::: Selected excerpt :::

Class VariationalAutoencoder<T>
- Namespace
- AiDotNet.NeuralNetworks
- Assembly
- AiDotNet.dll
Represents a Variational Autoencoder (VAE) neural network architecture, which is used for generating new data similar to the training data and learning compressed representations.
public class VariationalAutoencoder<T> : NeuralNetworkBase<T>, INeuralNetworkModel<T>, INeuralNetwork<T>, IFullModel<T, Tensor<T>, Tensor<T>>, IModel<Tensor<T>, Tensor<T>, ModelMetadata<T>>, IModelSerializer, ICheckpointableModel, IParameterizable<T, Tensor<T>, Tensor<T>>, IFeatureAware, IFeatureImportance<T>, ICloneable<IFullModel<T, Tensor<T>, Tensor<T>>>, IGradientComputable<T, Tensor<T>, Tensor<T>>, IJitCompilable<T>, IInterpretableModel<T>, IInputGradientComputable<T>, IDisposable, IAuxiliaryLossLayer<T>, IDiagnosticsProvider
Type Parameters
TThe data type used for calculations (typically float or double).
- Inheritance
-
VariationalAutoencoder<T>
- Implements
- Inherited Members
- Extension Methods
Remarks
A Variational Autoencoder is a type of generative model that learns to encode input data into a probabilistic latent space and then decode samples from that space back into the original data space. Unlike standard autoencoders, VAEs ensure the latent space has good properties for generating new samples by learning a distribution rather than a fixed encoding.
VAEs consist of: - An encoder network that maps input data to a probability distribution in latent space - A sampling mechanism that draws samples from this distribution - A decoder network that maps samples from latent space back to the original data space
For Beginners: A Variational Autoencoder is like a creative compression system.
Imagine you have a folder full of photos of cats:
- The encoder is like a person who studies all these photos and learns to describe any cat using just a few key attributes (like fur color, ear shape, size)
- These few attributes are the "latent space" - a much smaller representation of the data
- The special thing about a VAE is that instead of exact values, it describes each attribute as a range of possible values (a probability distribution)
- The decoder is like an artist who can take these attribute descriptions and draw a new cat based on them
This ability to work with probability distributions means:
- You can generate new, never-before-seen cats by sampling from these distributions
- The generated cats will look realistic because they follow the patterns learned from real cats
- You can smoothly transition between different types of cats by moving through the latent space
VAEs are used for image generation, data compression, anomaly detection, and other creative applications.

:::

§ Exercise set
[1] Extract the passage of the Variational Autoencoder documentation from "VAEs consist of: - An" to "creative compression system.", copying it word for word.
[2] Do these statements agree with the Variational Autoencoder documentation? Answer yes or no for each, and quote the deciding words from the documentation.
(a) The encoder network maps input data to a probability distribution in latent space.
(b) A VAE learns a fixed encoding instead of a distribution.
(c) The VariationalAutoencoder class belongs to the AiDotNet.NeuralNetworks namespace.
[3] Please write the next part of the Variational Autoencoder documentation, starting after its final sentence.

::: Given records :::

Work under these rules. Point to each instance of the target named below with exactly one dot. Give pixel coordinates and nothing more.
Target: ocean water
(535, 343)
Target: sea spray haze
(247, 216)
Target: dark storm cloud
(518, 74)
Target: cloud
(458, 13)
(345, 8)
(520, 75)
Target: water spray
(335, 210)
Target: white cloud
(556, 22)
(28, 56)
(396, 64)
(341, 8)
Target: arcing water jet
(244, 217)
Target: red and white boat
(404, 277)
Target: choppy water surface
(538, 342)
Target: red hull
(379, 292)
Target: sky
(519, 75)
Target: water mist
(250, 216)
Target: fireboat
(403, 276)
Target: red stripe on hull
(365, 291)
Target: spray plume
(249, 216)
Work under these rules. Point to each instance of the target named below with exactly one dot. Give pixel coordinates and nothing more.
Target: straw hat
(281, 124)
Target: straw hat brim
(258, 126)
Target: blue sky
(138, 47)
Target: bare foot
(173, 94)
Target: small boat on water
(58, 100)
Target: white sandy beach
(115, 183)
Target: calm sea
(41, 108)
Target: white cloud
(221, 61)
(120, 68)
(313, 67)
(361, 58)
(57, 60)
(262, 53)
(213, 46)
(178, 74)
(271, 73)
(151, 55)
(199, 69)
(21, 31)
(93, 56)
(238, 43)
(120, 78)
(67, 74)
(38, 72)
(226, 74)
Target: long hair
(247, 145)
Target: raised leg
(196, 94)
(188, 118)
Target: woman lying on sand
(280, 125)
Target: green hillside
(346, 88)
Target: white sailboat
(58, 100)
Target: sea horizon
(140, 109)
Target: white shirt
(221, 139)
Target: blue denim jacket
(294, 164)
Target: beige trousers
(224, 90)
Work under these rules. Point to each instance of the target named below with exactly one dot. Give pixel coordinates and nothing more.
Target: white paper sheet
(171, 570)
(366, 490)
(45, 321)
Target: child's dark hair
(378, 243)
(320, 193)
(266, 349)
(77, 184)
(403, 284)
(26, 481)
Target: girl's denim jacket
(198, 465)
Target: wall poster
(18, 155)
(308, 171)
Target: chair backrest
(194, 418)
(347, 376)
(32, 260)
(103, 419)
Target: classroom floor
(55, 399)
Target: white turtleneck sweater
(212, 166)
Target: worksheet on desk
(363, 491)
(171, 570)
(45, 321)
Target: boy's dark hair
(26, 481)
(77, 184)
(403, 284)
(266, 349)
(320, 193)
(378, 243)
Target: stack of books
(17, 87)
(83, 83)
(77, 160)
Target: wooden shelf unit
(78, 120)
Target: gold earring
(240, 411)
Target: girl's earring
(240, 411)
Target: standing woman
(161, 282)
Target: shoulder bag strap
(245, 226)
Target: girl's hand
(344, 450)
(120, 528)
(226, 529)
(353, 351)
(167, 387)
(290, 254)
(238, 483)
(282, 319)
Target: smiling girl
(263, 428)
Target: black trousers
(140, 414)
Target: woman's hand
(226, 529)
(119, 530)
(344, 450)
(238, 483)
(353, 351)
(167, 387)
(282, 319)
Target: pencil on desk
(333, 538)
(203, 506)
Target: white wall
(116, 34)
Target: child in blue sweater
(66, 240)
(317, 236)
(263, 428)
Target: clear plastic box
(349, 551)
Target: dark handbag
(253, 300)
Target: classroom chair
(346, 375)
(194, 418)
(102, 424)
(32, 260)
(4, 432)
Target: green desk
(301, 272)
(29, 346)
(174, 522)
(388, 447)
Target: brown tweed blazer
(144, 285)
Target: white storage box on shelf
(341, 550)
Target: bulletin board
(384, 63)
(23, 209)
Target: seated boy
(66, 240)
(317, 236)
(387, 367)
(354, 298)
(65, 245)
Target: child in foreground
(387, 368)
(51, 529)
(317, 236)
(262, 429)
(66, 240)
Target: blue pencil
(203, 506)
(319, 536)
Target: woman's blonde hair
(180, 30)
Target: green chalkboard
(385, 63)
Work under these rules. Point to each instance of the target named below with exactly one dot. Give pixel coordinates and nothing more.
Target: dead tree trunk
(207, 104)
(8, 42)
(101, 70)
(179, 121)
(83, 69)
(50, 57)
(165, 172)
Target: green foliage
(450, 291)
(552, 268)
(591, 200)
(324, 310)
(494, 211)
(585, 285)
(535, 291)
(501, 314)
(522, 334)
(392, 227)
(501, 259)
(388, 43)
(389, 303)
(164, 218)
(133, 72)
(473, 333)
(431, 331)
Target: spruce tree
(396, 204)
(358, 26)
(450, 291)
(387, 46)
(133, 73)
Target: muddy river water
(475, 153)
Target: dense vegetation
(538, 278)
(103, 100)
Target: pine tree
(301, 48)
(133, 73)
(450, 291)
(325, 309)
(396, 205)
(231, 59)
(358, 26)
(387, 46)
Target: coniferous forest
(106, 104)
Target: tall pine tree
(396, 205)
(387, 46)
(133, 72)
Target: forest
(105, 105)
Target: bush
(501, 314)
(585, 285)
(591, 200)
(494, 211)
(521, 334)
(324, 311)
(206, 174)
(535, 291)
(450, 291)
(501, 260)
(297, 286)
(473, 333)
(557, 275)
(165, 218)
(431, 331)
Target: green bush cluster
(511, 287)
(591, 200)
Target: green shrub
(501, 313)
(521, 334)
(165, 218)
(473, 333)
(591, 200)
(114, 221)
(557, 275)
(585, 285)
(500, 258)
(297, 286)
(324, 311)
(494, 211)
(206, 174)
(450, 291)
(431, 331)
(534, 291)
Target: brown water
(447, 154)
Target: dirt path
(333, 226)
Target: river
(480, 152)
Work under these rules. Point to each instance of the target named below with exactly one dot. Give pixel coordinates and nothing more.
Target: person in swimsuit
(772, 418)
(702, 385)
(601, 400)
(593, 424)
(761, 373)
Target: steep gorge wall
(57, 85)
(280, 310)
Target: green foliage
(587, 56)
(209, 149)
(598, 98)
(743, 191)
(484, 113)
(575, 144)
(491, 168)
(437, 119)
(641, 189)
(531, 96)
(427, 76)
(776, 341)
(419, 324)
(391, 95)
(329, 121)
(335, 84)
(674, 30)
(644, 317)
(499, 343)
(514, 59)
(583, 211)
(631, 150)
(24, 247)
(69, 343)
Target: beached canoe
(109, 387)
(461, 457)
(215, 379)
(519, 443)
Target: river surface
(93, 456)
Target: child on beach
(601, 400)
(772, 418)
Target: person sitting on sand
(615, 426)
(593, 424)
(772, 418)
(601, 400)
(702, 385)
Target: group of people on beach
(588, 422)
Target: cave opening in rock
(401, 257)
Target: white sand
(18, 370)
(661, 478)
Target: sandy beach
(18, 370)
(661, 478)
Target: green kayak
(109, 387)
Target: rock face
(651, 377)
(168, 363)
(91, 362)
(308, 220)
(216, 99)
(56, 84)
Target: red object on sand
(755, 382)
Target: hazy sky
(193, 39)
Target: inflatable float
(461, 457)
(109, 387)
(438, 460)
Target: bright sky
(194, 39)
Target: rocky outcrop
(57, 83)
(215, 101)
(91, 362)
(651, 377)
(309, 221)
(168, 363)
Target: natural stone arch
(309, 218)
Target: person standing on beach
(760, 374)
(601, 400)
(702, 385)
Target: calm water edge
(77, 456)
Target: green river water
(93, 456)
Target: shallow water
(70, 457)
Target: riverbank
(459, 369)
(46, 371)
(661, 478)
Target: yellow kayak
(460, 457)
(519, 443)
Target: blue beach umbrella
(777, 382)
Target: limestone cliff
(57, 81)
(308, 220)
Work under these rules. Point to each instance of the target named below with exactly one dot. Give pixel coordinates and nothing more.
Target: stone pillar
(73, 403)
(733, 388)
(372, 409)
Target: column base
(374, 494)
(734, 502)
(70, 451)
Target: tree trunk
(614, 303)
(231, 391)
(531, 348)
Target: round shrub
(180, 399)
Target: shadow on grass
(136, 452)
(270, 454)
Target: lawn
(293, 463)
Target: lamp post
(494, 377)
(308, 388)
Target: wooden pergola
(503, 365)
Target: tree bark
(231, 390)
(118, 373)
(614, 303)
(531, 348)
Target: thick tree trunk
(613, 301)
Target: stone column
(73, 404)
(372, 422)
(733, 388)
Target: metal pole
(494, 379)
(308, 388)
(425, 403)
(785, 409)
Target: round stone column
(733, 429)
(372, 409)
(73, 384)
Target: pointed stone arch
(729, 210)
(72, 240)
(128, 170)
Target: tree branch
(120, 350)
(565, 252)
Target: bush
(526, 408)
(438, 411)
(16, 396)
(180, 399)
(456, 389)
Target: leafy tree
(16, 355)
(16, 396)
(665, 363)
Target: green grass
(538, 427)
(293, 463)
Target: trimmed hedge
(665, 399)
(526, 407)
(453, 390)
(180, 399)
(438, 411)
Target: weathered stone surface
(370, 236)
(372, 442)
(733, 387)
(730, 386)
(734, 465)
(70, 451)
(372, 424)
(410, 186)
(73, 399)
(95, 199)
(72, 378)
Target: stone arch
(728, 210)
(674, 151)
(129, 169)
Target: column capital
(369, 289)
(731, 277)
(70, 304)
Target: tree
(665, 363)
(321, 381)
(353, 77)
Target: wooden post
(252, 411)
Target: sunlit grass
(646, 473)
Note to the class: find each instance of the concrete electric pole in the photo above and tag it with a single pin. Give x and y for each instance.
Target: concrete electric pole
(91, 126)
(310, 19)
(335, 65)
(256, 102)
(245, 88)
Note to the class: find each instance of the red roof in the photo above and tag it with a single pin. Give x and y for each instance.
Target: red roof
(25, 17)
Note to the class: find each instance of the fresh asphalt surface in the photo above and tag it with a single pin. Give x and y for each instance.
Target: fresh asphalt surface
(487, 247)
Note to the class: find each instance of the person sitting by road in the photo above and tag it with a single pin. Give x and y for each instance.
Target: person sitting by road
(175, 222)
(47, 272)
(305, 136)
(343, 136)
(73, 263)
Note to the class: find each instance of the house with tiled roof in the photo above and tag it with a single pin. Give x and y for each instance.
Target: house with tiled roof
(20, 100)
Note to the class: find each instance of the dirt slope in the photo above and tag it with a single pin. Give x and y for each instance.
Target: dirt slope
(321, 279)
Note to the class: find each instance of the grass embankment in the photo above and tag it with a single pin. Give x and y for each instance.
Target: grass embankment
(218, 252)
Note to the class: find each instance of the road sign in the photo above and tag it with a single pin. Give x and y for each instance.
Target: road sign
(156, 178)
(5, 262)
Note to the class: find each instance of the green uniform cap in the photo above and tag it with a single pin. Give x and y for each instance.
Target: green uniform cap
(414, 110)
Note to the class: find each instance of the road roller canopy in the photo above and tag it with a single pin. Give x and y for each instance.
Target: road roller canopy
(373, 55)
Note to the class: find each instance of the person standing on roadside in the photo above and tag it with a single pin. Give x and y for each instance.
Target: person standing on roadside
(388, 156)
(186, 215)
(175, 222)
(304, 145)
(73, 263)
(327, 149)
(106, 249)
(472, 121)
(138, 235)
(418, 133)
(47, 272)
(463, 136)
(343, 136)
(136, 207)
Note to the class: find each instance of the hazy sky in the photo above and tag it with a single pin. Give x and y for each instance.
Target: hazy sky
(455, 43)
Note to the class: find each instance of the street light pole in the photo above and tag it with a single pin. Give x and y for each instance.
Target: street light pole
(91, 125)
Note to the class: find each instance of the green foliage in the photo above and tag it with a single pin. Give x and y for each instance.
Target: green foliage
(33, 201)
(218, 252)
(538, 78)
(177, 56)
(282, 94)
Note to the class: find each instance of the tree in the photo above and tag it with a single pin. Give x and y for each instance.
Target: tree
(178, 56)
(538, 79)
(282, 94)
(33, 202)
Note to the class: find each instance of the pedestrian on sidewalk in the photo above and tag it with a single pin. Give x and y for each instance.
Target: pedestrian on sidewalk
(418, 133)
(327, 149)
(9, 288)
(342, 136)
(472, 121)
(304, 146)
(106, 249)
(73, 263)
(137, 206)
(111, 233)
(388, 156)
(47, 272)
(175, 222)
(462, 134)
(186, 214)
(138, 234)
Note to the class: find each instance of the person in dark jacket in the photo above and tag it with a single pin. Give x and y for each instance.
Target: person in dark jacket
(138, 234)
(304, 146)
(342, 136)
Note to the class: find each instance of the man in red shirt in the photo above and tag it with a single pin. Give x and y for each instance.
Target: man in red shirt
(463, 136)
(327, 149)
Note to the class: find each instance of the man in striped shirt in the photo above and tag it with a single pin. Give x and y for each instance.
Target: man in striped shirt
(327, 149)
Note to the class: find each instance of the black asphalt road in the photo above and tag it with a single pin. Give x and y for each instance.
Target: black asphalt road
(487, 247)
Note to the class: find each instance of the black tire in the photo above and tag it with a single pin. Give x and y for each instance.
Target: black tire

:::

§ Written responses
[1]
VAEs consist of: - An encoder network that maps input data to a probability distribution in latent space - A sampling mechanism that draws samples from this distribution - A decoder network that maps samples from latent space back to the original data space
For Beginners: A Variational Autoencoder is like a creative compression system.

[2]
(a) Yes: "An encoder network that maps input data to a probability distribution in latent space"
(b) No: "by learning a distribution rather than a fixed encoding"
(c) Yes: "Namespace - AiDotNet.NeuralNetworks"

[3]
Constructors
VariationalAutoencoder(NeuralNetworkArchitecture<T>, int, IGradientBasedOptimizer<T, Tensor<T>, Tensor<T>>?, ILossFunction<T>?, double)
Initializes a new instance of the VariationalAutoencoder<T> class with the specified architecture, latent space size, and optional optimizer and loss function.
public VariationalAutoencoder(NeuralNetworkArchitecture<T> architecture, int latentSize, IGradientBasedOptimizer<T, Tensor<T>, Tensor<T>>? optimizer = null, ILossFunction<T>? lossFunction = null, double maxGradNorm = 1)
Parameters
architectureNeuralNetworkArchitecture<T>The neural network architecture that defines the overall structure.
latentSizeintThe size of the latent space dimension.
optimizerIGradientBasedOptimizer<T, Tensor<T>, Tensor<T>>The gradient optimizer to use for training (optional).
lossFunctionILossFunction<T>The loss function to use for reconstruction loss (optional).
maxGradNormdouble
Remarks
This constructor creates a new VAE with the provided architecture, latent size, and optional optimizer and loss function. If no optimizer or loss function is provided, default ones will be used.
For Beginners: This is where you set up your VAE with basic settings and optional advanced configurations.
When creating a VAE, you need to specify:
- The overall architecture (like how many layers, their sizes, etc.)
- The latent size (how many attributes or features to use in the compressed representation)
You can also optionally specify:
- An optimizer (a method for adjusting the network's internal values during training)
- A loss function (a way to measure how well the VAE is performing)
If you don't specify an optimizer or loss function, the VAE will use default options that work well in most cases.
Properties
AuxiliaryLossWeight
Gets or sets the weight (beta parameter) for the KL divergence auxiliary loss. Default is 1.0. Can be adjusted for beta-VAE variants.
public T AuxiliaryLossWeight { get; set; }
Property Value
- T
LatentSize
Gets the size of the latent space dimension in the Variational Autoencoder.
public int LatentSize { get; }
Property Value
Remarks
The latent size determines the dimensionality of the compressed representation that the VAE learns. Smaller values create more compressed representations but may lose more information, while larger values preserve more details but may be less efficient for compression or generation.
For Beginners: The latent size is like the number of describing words you can use.
Think of it as how many attributes you can use to describe the data:
- A small latent size (e.g., 2-10) means using very few attributes, creating a highly compressed but possibly less detailed representation
- A larger latent size (e.g., 32-256) allows for more detailed representations but requires more computation
For example, if you're working with face images:
- A small latent size might only capture basic features like hair color and face shape
- A larger latent size could capture more subtle details like wrinkles, lighting, and expressions
The right latent size depends on your specific task - smaller for simple datasets, larger for complex ones.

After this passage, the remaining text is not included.